** Aim of the task **
Output the items below as a JSON list of strings, one string per line, leaving out blank lines.

================================

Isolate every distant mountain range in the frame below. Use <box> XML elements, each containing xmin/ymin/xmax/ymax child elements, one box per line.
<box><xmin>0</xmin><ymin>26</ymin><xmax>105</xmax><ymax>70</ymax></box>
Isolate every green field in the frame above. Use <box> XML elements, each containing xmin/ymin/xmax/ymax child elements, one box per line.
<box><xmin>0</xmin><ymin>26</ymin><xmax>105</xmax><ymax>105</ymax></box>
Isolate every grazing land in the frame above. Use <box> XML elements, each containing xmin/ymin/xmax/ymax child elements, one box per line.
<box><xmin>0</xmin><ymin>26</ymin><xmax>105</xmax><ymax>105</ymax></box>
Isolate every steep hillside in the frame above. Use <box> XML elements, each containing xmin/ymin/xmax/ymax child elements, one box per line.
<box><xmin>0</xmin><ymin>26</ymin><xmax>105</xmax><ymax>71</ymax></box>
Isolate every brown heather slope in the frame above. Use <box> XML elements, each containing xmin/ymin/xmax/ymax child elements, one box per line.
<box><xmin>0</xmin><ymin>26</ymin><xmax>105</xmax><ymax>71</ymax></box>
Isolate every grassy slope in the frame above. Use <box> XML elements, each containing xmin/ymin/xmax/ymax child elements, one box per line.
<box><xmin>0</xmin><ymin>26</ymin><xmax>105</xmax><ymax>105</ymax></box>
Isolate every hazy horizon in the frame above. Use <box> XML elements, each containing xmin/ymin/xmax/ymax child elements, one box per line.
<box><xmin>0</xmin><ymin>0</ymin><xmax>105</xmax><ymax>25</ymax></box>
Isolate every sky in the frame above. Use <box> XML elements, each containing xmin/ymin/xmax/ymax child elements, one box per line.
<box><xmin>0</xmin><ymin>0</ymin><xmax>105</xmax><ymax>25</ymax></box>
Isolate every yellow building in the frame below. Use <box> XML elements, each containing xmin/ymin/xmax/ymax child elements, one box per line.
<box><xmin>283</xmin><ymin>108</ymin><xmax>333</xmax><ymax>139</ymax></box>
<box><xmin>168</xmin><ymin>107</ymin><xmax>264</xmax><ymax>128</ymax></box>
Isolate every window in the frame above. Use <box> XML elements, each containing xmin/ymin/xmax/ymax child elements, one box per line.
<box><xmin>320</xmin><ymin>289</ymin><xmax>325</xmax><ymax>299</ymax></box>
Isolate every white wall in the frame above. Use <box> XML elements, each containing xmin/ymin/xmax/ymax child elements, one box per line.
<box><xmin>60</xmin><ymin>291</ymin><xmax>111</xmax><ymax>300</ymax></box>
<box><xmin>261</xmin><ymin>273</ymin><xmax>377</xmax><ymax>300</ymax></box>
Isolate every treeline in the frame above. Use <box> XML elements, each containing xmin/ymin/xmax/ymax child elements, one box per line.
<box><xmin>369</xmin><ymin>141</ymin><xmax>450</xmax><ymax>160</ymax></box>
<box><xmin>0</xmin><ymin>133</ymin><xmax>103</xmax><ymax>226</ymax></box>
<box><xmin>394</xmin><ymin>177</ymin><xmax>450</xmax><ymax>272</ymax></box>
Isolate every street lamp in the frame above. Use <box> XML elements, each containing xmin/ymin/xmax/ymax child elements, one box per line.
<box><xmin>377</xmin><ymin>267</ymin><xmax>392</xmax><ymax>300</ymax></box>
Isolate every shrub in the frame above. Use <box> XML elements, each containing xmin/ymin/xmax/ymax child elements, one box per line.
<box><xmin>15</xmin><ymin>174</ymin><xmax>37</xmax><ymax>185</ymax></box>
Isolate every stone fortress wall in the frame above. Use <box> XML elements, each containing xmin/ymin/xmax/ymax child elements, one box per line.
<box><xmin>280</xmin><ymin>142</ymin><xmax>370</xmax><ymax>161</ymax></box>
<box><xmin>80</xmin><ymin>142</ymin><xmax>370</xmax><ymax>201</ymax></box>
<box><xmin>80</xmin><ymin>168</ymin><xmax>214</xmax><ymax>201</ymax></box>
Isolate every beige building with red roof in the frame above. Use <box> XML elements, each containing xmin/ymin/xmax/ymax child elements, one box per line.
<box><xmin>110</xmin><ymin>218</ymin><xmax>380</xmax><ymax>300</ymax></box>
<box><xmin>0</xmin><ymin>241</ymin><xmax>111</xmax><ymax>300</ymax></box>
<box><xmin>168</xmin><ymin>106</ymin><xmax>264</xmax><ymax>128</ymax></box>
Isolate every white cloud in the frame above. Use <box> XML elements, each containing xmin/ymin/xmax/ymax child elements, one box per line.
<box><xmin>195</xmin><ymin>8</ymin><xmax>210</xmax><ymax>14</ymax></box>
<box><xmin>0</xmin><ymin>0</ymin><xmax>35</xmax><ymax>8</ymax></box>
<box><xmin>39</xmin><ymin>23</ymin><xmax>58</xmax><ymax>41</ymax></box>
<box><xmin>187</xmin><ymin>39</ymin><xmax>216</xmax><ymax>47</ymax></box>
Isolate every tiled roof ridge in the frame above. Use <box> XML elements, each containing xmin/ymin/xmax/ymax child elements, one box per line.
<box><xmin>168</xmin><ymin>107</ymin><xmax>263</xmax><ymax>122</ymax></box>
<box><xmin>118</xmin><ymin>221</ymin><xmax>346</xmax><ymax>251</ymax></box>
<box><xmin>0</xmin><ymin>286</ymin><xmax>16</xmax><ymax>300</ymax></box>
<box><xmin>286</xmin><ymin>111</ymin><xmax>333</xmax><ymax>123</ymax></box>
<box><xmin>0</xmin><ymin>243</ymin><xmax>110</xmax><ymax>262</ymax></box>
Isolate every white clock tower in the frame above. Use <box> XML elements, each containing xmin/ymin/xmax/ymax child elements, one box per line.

================================

** Worked answer **
[
  "Isolate every distant mountain range in the frame below. Use <box> XML elements, each containing xmin/ymin/xmax/ymax child elements, one box per line.",
  "<box><xmin>0</xmin><ymin>26</ymin><xmax>105</xmax><ymax>70</ymax></box>",
  "Isolate every green field in the frame above. Use <box> XML elements, each containing xmin/ymin/xmax/ymax child elements, one box per line.",
  "<box><xmin>0</xmin><ymin>26</ymin><xmax>105</xmax><ymax>105</ymax></box>",
  "Isolate every grazing land in the frame above. Use <box> XML elements, each containing xmin/ymin/xmax/ymax child elements, one box per line.",
  "<box><xmin>0</xmin><ymin>26</ymin><xmax>105</xmax><ymax>105</ymax></box>",
  "Isolate every steep hillside in the frame above. Use <box> XML elements, each containing xmin/ymin/xmax/ymax child elements, one box per line.",
  "<box><xmin>0</xmin><ymin>26</ymin><xmax>105</xmax><ymax>71</ymax></box>",
  "Isolate every brown heather slope in the frame above. Use <box> XML elements, each containing xmin/ymin/xmax/ymax child elements, one box per line.",
  "<box><xmin>0</xmin><ymin>26</ymin><xmax>105</xmax><ymax>71</ymax></box>",
  "Isolate every grassy slope in the frame above. Use <box> XML elements, each containing xmin/ymin/xmax/ymax child elements, one box per line.",
  "<box><xmin>0</xmin><ymin>26</ymin><xmax>105</xmax><ymax>105</ymax></box>",
  "Isolate every hazy horizon in the frame above. Use <box> XML elements, each containing xmin/ymin/xmax/ymax child elements, one box per line.",
  "<box><xmin>0</xmin><ymin>0</ymin><xmax>105</xmax><ymax>25</ymax></box>",
  "Isolate every sky in the frame above. Use <box> XML elements, each containing xmin/ymin/xmax/ymax child elements, one box per line.",
  "<box><xmin>0</xmin><ymin>0</ymin><xmax>105</xmax><ymax>25</ymax></box>",
  "Isolate every yellow building in the frame below. Use <box> XML elements, each containing xmin/ymin/xmax/ymax child elements, one box per line.",
  "<box><xmin>283</xmin><ymin>108</ymin><xmax>333</xmax><ymax>139</ymax></box>",
  "<box><xmin>168</xmin><ymin>107</ymin><xmax>264</xmax><ymax>128</ymax></box>",
  "Isolate every window in the frame above. Use <box> XML elements, each containing xmin/ymin/xmax/ymax child elements, one box per line.",
  "<box><xmin>320</xmin><ymin>289</ymin><xmax>325</xmax><ymax>299</ymax></box>",
  "Isolate every white wall in the frame above. Use <box> XML elements, each containing xmin/ymin/xmax/ymax child elements, one box per line.",
  "<box><xmin>60</xmin><ymin>291</ymin><xmax>111</xmax><ymax>300</ymax></box>",
  "<box><xmin>261</xmin><ymin>273</ymin><xmax>377</xmax><ymax>300</ymax></box>",
  "Isolate every treeline in the frame above. Use <box> XML elements, each containing xmin/ymin/xmax/ymax child elements, one box per line.",
  "<box><xmin>369</xmin><ymin>141</ymin><xmax>450</xmax><ymax>160</ymax></box>",
  "<box><xmin>0</xmin><ymin>133</ymin><xmax>103</xmax><ymax>226</ymax></box>",
  "<box><xmin>394</xmin><ymin>177</ymin><xmax>450</xmax><ymax>272</ymax></box>",
  "Isolate every street lamp in the frame above. Use <box> XML elements, each containing xmin/ymin/xmax/ymax child elements, one box per line.",
  "<box><xmin>377</xmin><ymin>267</ymin><xmax>392</xmax><ymax>300</ymax></box>",
  "Isolate every shrub in the frame above. Use <box> XML elements, each containing xmin/ymin/xmax/ymax child elements, one box per line.",
  "<box><xmin>15</xmin><ymin>174</ymin><xmax>37</xmax><ymax>185</ymax></box>",
  "Isolate every stone fortress wall in the frame above. Use <box> XML elements, each containing xmin/ymin/xmax/ymax child elements, one box per line.",
  "<box><xmin>280</xmin><ymin>142</ymin><xmax>370</xmax><ymax>161</ymax></box>",
  "<box><xmin>80</xmin><ymin>142</ymin><xmax>370</xmax><ymax>201</ymax></box>",
  "<box><xmin>80</xmin><ymin>168</ymin><xmax>214</xmax><ymax>201</ymax></box>",
  "Isolate every beige building with red roof in the frame above. Use <box> XML elements, each containing xmin/ymin/xmax/ymax child elements, one box per line.",
  "<box><xmin>110</xmin><ymin>218</ymin><xmax>380</xmax><ymax>300</ymax></box>",
  "<box><xmin>0</xmin><ymin>241</ymin><xmax>111</xmax><ymax>300</ymax></box>",
  "<box><xmin>168</xmin><ymin>106</ymin><xmax>264</xmax><ymax>128</ymax></box>",
  "Isolate every white cloud in the frame above. Use <box> XML elements, each containing xmin/ymin/xmax/ymax child elements, one box per line.",
  "<box><xmin>195</xmin><ymin>8</ymin><xmax>210</xmax><ymax>14</ymax></box>",
  "<box><xmin>0</xmin><ymin>0</ymin><xmax>35</xmax><ymax>8</ymax></box>",
  "<box><xmin>39</xmin><ymin>23</ymin><xmax>58</xmax><ymax>41</ymax></box>",
  "<box><xmin>187</xmin><ymin>39</ymin><xmax>216</xmax><ymax>47</ymax></box>",
  "Isolate every tiled roof ridge in the frame above. Use <box> XML elements, each containing xmin/ymin/xmax/ymax child elements, one box per line.",
  "<box><xmin>168</xmin><ymin>107</ymin><xmax>263</xmax><ymax>122</ymax></box>",
  "<box><xmin>118</xmin><ymin>221</ymin><xmax>346</xmax><ymax>251</ymax></box>",
  "<box><xmin>0</xmin><ymin>286</ymin><xmax>16</xmax><ymax>300</ymax></box>",
  "<box><xmin>286</xmin><ymin>111</ymin><xmax>333</xmax><ymax>123</ymax></box>",
  "<box><xmin>0</xmin><ymin>243</ymin><xmax>110</xmax><ymax>262</ymax></box>",
  "Isolate every white clock tower in the frame above. Use <box> XML elements, each containing xmin/ymin/xmax/ymax child elements, one box per line."
]